** KUMPULAN TUGAS **
1. Tuliskan ulang tanpa perubahan bagian ulasan Laskar Pelangi yang dimulai pada kata-kata "Judul: Laskar Pelangi" dan berhenti setelah "Ikal dan kawan-kawan.".
2. Menurut ulasan Laskar Pelangi, berapa jumlah murid di kelas Ikal?

Judul: Laskar Pelangi
Penerbit: Bentang Yogyakarta Cetakan I, September 2005 Tebal: xv + 529 hal. |
Saya
dulu sekolah di salah satu SD Muhammadiyah yang ada di kota Palembang. Di
sekolah itu, selain pelajaran-pelajaran umum, ada juga beberapa pelajaran tambahan,
yang waktu itu disebut sebagai “muatan lokal.” Di antaranya, Kemuhammadiyahan.
Di dalamnya, saya diajarkan tentang arti dan tujuan dari pendidikan yang
diinginkan oleh Muhammadiyah. Sepintas kedengaran seperti indoktrinasi. Tapi,
sebenarnya bukan, dan kami—agaknya—masih menyenanginya ketimbang pelajaran
Pendidikan Moral Pancasila. Seperti Ikal dan kawan-kawan.
Ikal
bersekolah di SD Muhammadiyah Belitung (disebut juga Belitong). Berbeda dengan
saya yang di ibukota Propinsi Sumatera Selatan (waktu itu Belitung masih satu
propinsi dengan Palembang), kondisi sekolahnya menyedihkan. Bangunan sekolah
sudah doyong-hampir-roboh. Tak ada alat-alat bantu pendidikan seperti
tabel-tabel perkalian. Gambar burung garuda pun tak punya, malah.
Sebagai
sesama murid SD Muhammadiyah, rasanya kami sadar sekali kedudukan sekolah kami
dibanding di antara sekolah-sekolah yang lain. Biasanya, baik di Palembang
maupun di Belitung, predikat sebagai sekolah favorit dipegang oleh
sekolah-sekolah swasta yang didukung penuh biayanya oleh institusi tertentu. Di
Palembang waktu itu, sekolah favorit jelas SD Xaverius I, II, III, dan IV yang
didukung oleh Yayasan Xaverius. Adapun di Belitung, sekolah favorit jelas SD PN
Timah yang didukung penuh biayanya oleh Perusahaan Negara (PN) Timah. Meski
didukung oleh Muhammadiyah, sekolah kami selalu serba kekurangan dan ini
merupakan pengecualian. Satu-satunya yang patut dibanggakan adalah cita-cita
mulia dibalik pengadaan sekolah-sekolah.
Bagaimana
dengan sekolah-sekolah negeri? Sekolah-sekolah negeri jelas disubsidi oleh
pemerintah. Meskipun begitu, kualitas pendidikan dan fasilitas sekolah-sekolah
negeri terlihat kurang. Selain gaji guru yang kecil, para calon guru lebih
memilih melamar di sekolah-sekolah swasta tadi. Di sana, selain gaji besar,
profesi sebagai guru benar-benar dihargai. Bukan bermaksud mengadili, tapi
begitulah keadaannya saat itu.
Ikal
rasanya beruntung sekali. Sekelas ia hanya berjumlah 10 orang. Meskipun jumlah
guru di sekolahnya sedikit, jumlah murid yang sedikit itu menjadikan ikatan
batin antara guru dengan murid lebih erat. Guru di sana berfungsi bukan hanya
sebagai seorang pengajar, tapi juga sebagai seorang sahabat, seorang mitra,
yang menemani para murid berjalan dalam dunia mereka.

** CUPLIKAN DATA **

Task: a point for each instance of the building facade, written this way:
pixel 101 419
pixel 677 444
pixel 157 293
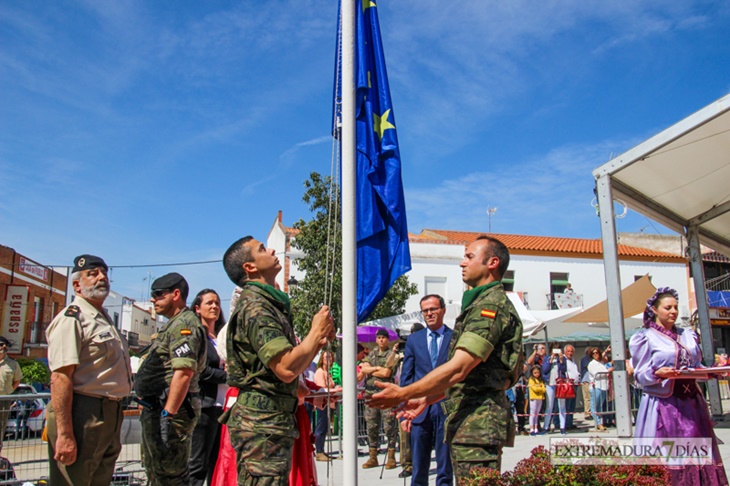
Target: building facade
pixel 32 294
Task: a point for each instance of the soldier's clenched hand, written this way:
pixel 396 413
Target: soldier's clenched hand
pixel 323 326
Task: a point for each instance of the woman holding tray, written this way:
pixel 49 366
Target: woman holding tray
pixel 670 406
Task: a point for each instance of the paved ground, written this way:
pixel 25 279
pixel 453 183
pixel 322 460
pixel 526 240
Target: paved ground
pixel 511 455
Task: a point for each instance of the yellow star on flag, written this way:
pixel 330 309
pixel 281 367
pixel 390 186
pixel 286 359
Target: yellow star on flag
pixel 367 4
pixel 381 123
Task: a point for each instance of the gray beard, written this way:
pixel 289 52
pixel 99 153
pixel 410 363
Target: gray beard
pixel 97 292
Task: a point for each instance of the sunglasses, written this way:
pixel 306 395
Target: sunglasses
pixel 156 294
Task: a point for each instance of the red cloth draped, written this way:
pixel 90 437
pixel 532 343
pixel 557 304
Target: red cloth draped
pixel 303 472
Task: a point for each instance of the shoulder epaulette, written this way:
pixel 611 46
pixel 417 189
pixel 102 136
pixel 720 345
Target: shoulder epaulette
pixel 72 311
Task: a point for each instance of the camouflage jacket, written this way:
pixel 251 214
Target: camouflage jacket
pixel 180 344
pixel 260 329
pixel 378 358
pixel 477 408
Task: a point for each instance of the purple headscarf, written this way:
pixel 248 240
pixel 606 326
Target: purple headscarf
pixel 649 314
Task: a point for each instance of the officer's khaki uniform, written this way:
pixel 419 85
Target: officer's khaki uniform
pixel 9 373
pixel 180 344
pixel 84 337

** JAWABAN TIAP TUGAS **
1.
Judul: Laskar Pelangi
Penerbit: Bentang Yogyakarta Cetakan I, September 2005 Tebal: xv + 529 hal. |
Saya
dulu sekolah di salah satu SD Muhammadiyah yang ada di kota Palembang. Di
sekolah itu, selain pelajaran-pelajaran umum, ada juga beberapa pelajaran tambahan,
yang waktu itu disebut sebagai “muatan lokal.” Di antaranya, Kemuhammadiyahan.
Di dalamnya, saya diajarkan tentang arti dan tujuan dari pendidikan yang
diinginkan oleh Muhammadiyah. Sepintas kedengaran seperti indoktrinasi. Tapi,
sebenarnya bukan, dan kami—agaknya—masih menyenanginya ketimbang pelajaran
Pendidikan Moral Pancasila. Seperti Ikal dan kawan-kawan.

2. 10 orang.